Dokumen Sumber.
Aku pun tak tinggal diam. Langkah kami sudah setengah. Turun lagi tidak mungkin. Dipaksa naik, tapi motor bagaimana ? Jeep – jeep dan mobil yang lalu lalang masih sesekali melewati kami. Aku tidak kehabisan akal. Aku berusaha meminta pertolongan pada mereka. Setidaknya tumpangan untuk 1 orang teman dan 1 carrier besar yang berisi tenda bisa mengurangi beban kami. Setiap melihat secercah cahaya dari bawah aku segera berlari ketengah jalan raya melambaikan tangan. Berharap ada yang penuh kerelaan menolong kami di tengah hutan pagi ini memberi tumpangan sampai Cemoro Lawang. Tapi beberapa jeep berlalu begitu saja dengan kecepatannya tanpa mengindahkan kami. Ada 1 mobil pengangkut sayuran yang berhenti, bertanya dan kemudian ‘say good bye’ karena tidak dapat menolong kami dengan muatannya yang sudah penuh. Jerihku bercampur kesal, kenapa jeep-jeep yang mau ke atas tidak satupun sedikit menoleh  kepada kami. Memberi tumpangan hanya sampai perkampungan / rumah penduduk atau hanya sekadar bertanya dan mencarikan solusi atau apalah hal-hal kecil yang dapat menunjukkan kepedulian mereka. Aku dapat melihat dengan jelas kedalam jeep yang tanpa berpenumpang itu dengan bantuan lampu dalam mobil. Akkhh ,,, sesekali aku menggerutu. Tapi tak lama aku tersadarkan. Mungkin situasinya tidak memungkinkan. Ini ditengah hutan. Di gelapnya malam. Yaaa,, bisa jadi mereka memikirkan hal lain tentang kami. Sudahlah.

Akhirnya cara pertama kami tempuh. Satu motor 3 orang dan motor yang merengek dipaksa naik dengan beban 1 penumpang. Cukup membantu walau hanya bertahan beberapa saat. Tapi tidak setelah itu ban motor benar-benar tewas. Dorong. Ya ... itulah satu-satu cara yang tersisa. Oke ... aku tidak mau mengeluh . Ini tantangannya. Ini kenangan yang tak kan pernah bisa aku lupakan dan disinilah kisah itu akan selalu tertoreh. Dinikmati dan dijalani sahaja.

Ketentuan Tugas. Kutip secara utuh bagian dokumen sumber yang dibuka dengan kata-kata berisi "Akhirnya cara pertama" dan ditutup dengan "dan dijalani sahaja.".

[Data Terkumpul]

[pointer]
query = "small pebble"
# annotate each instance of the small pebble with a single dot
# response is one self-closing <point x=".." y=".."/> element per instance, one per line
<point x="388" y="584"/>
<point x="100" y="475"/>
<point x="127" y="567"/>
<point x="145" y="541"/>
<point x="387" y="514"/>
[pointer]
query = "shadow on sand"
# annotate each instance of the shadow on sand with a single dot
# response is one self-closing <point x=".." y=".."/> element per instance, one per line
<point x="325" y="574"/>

* * *

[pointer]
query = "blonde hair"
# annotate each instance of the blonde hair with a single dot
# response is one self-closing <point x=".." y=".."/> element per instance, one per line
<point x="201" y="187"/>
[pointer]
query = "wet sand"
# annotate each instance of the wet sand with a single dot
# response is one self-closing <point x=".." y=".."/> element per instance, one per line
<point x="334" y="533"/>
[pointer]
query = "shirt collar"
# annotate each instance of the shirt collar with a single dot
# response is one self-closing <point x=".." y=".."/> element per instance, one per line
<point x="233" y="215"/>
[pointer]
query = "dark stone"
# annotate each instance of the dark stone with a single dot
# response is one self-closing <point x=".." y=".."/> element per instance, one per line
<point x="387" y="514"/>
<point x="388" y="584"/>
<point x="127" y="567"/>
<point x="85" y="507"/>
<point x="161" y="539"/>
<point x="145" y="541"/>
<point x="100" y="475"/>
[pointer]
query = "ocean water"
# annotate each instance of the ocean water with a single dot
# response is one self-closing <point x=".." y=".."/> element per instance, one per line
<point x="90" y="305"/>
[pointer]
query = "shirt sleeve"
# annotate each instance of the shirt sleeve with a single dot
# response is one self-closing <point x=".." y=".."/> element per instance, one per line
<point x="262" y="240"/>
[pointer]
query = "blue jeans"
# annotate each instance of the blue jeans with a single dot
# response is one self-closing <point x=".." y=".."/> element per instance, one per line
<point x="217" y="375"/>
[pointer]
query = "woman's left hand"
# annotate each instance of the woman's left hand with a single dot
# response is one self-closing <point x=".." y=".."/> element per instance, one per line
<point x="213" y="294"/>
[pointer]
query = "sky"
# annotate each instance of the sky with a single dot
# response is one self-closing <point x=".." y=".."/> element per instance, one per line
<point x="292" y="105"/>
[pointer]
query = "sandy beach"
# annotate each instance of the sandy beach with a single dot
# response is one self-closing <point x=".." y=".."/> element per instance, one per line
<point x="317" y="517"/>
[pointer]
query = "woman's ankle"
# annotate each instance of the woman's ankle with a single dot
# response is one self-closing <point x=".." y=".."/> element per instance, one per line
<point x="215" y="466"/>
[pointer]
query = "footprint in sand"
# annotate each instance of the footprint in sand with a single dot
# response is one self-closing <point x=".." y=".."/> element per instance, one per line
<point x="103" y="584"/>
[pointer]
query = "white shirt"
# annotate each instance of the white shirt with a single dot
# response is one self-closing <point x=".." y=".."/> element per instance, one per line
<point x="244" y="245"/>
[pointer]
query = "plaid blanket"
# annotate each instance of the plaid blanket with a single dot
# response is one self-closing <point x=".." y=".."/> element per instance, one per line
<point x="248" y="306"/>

--

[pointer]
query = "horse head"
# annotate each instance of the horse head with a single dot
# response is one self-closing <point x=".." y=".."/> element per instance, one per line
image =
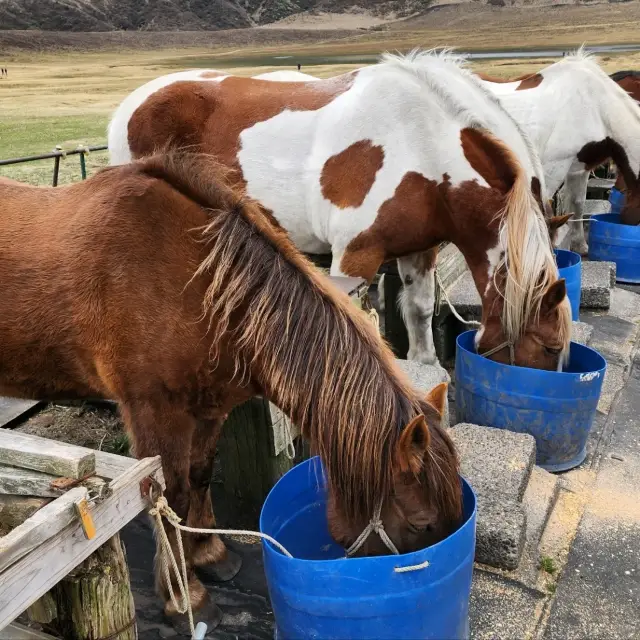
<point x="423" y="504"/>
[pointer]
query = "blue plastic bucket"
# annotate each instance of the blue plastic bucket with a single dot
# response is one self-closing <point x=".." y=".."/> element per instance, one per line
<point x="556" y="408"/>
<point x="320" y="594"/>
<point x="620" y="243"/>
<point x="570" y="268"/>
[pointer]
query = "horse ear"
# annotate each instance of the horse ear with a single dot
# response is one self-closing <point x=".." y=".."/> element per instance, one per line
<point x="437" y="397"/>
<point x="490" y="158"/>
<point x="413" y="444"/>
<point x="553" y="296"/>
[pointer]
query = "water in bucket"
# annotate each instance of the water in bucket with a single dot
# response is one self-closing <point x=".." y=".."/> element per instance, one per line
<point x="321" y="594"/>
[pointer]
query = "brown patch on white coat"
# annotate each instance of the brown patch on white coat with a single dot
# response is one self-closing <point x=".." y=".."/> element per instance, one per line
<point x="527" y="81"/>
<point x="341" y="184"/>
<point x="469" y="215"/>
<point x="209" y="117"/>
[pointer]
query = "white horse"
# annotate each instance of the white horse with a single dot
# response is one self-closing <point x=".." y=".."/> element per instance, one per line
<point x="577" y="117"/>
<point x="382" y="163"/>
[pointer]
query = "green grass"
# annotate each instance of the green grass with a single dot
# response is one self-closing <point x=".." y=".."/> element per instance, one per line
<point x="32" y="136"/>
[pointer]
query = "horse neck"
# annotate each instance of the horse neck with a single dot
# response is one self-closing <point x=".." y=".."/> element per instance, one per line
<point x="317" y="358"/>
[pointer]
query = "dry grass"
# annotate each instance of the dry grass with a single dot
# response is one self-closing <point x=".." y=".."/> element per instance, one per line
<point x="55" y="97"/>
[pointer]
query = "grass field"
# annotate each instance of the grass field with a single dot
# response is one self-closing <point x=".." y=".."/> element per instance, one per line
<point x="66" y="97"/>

Jawaban Soal.
Akhirnya cara pertama kami tempuh. Satu motor 3 orang dan motor yang merengek dipaksa naik dengan beban 1 penumpang. Cukup membantu walau hanya bertahan beberapa saat. Tapi tidak setelah itu ban motor benar-benar tewas. Dorong. Ya ... itulah satu-satu cara yang tersisa. Oke ... aku tidak mau mengeluh . Ini tantangannya. Ini kenangan yang tak kan pernah bisa aku lupakan dan disinilah kisah itu akan selalu tertoreh. Dinikmati dan dijalani sahaja.